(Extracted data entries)
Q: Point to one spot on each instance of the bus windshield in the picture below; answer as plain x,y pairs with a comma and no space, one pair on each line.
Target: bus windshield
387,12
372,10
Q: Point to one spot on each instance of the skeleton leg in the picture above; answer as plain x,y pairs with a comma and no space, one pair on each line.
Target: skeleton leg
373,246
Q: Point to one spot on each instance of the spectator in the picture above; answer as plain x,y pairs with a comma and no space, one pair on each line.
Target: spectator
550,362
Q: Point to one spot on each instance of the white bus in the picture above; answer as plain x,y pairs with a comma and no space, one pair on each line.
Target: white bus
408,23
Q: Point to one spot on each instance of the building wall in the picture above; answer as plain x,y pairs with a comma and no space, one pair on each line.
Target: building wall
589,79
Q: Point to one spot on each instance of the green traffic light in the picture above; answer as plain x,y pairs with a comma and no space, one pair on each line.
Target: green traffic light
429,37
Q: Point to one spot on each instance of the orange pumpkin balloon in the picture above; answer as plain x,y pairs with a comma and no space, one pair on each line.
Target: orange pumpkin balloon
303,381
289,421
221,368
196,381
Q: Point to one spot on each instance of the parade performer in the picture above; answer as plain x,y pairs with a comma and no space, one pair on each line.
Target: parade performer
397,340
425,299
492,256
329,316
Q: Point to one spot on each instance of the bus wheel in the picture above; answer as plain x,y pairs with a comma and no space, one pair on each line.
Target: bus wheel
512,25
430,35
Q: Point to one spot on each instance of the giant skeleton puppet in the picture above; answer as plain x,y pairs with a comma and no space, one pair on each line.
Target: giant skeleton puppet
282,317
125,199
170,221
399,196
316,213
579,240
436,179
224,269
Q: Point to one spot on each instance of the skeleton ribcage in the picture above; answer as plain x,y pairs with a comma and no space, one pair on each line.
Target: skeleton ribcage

Exercise details: Copy the data above word for word, from the line containing "the skeleton ribcage" through the end of the data.

Answer:
Q: Point to one spot on each instance of the skeleton ribcage in the picture above; answer as plain x,y pairs with a comma and no space, one pair on each line.
Target: skeleton ribcage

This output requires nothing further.